* **Required task**
From the listing below, pull out every line that contains the string "child" and copy those lines unchanged.

━━━ Record set

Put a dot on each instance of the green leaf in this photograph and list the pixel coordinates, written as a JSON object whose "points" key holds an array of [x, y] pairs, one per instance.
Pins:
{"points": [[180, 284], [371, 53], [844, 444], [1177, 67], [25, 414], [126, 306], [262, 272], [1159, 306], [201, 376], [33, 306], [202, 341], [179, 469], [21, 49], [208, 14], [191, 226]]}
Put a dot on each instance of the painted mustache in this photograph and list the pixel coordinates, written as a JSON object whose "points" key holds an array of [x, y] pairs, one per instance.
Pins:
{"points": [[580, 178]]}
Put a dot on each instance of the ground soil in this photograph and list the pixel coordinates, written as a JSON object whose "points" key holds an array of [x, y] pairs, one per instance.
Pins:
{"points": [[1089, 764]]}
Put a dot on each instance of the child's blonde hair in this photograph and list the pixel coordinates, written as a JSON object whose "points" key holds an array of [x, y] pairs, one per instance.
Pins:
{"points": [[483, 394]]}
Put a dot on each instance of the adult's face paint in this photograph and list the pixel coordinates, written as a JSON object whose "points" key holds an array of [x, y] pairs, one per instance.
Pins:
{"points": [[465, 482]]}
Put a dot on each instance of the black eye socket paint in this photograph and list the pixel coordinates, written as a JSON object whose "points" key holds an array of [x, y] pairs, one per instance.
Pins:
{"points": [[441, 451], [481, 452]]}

━━━━━━
━━━ Record set

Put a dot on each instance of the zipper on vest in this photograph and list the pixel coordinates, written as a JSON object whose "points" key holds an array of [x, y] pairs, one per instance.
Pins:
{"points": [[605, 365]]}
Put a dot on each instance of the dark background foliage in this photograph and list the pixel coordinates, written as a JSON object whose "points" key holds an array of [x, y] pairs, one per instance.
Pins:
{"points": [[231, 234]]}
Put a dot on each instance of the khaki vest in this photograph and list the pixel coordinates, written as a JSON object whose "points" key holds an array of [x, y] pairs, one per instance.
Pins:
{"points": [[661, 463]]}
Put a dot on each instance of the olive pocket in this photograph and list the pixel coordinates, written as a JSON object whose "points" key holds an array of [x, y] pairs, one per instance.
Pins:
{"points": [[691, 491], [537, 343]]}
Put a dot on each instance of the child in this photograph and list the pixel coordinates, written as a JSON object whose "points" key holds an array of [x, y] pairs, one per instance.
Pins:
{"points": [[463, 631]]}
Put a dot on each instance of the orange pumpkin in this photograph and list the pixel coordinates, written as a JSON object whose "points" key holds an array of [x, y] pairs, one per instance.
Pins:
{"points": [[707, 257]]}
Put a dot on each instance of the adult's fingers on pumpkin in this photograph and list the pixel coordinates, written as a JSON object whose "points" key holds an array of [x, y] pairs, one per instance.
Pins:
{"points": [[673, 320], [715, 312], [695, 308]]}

━━━━━━

* **Answer to the exercise**
Put a dot on each instance of the child's blonde hair in this photograph and list the pixel coordinates, written as a JSON object whose "points" key holds an array of [x, y] pairs, one per instance.
Put a dot on each instance of the child in this photograph and list the pixel coordinates, written as a JSON object whose "points" key holds an array of [x, y] pairs, one per instance.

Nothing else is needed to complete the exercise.